Your goal: Arrange every line of the records below into a Markdown table with two columns, Row and Line, and leave out any blank lines.

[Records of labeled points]
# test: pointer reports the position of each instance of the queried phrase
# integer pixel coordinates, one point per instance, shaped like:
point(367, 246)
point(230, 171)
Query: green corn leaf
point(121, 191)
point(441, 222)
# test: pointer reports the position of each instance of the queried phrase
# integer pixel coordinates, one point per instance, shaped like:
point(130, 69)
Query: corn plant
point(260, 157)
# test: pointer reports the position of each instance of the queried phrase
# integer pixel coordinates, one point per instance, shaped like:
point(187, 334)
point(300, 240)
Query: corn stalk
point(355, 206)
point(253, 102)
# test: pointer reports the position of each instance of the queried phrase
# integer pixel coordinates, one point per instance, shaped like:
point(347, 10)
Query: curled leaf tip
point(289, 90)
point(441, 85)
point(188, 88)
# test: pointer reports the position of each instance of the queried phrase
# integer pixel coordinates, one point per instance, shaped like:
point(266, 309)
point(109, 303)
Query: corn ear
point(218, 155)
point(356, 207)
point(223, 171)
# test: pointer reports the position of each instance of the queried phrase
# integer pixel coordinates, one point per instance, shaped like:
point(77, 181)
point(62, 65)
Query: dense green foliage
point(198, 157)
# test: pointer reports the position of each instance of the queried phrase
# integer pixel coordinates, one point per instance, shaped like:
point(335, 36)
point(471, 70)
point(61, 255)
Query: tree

Expected output:
| Row | Line |
|---|---|
| 1 | # test: pointer reports the position of each instance of the queried phrase |
| 2 | # integer pixel coordinates, one point per instance, shaped like: |
| 3 | point(367, 246) |
| 4 | point(230, 171) |
| 5 | Query: green corn leaf |
| 6 | point(121, 191) |
| 7 | point(441, 222) |
| 8 | # test: pointer reports the position of each instance of the queried phrase |
| 9 | # integer pixel coordinates, one point per instance, shaped like: |
| 10 | point(130, 69) |
| 11 | Query: corn plant |
| 12 | point(260, 157) |
| 13 | # test: pointer reports the position of each instance of the queried phrase |
| 14 | # integer pixel coordinates, one point per instance, shaped like: |
| 15 | point(187, 334) |
| 16 | point(300, 240) |
| 17 | Query: corn stalk |
| 18 | point(355, 206) |
| 19 | point(253, 102) |
| 20 | # test: pointer reports the position of each instance of the queried phrase |
| 21 | # integer pixel coordinates, one point per instance, shaped like: |
| 22 | point(347, 10) |
| 23 | Query: curled leaf tip |
| 24 | point(289, 90) |
| 25 | point(441, 85) |
| 26 | point(188, 88) |
| 27 | # test: pointer reports the position of each instance of the queried phrase |
| 28 | # integer pixel coordinates, one point per instance, shaped like: |
| 29 | point(266, 309) |
| 30 | point(109, 303) |
| 31 | Query: corn ear |
| 32 | point(218, 155) |
| 33 | point(356, 207) |
| 34 | point(223, 171) |
| 35 | # test: pointer reports the position of each instance of the queried phrase |
| 36 | # integer pixel coordinates, one point per instance, shaped like: |
| 37 | point(77, 181) |
| 38 | point(62, 65) |
| 39 | Query: dense green foliage |
| 40 | point(198, 157) |
| 41 | # test: pointer reports the position of each instance of the queried phrase |
| 42 | # integer pixel coordinates, one point per instance, shaped like: |
| 43 | point(335, 36) |
| 44 | point(471, 70) |
| 45 | point(61, 255) |
| 46 | Query: tree |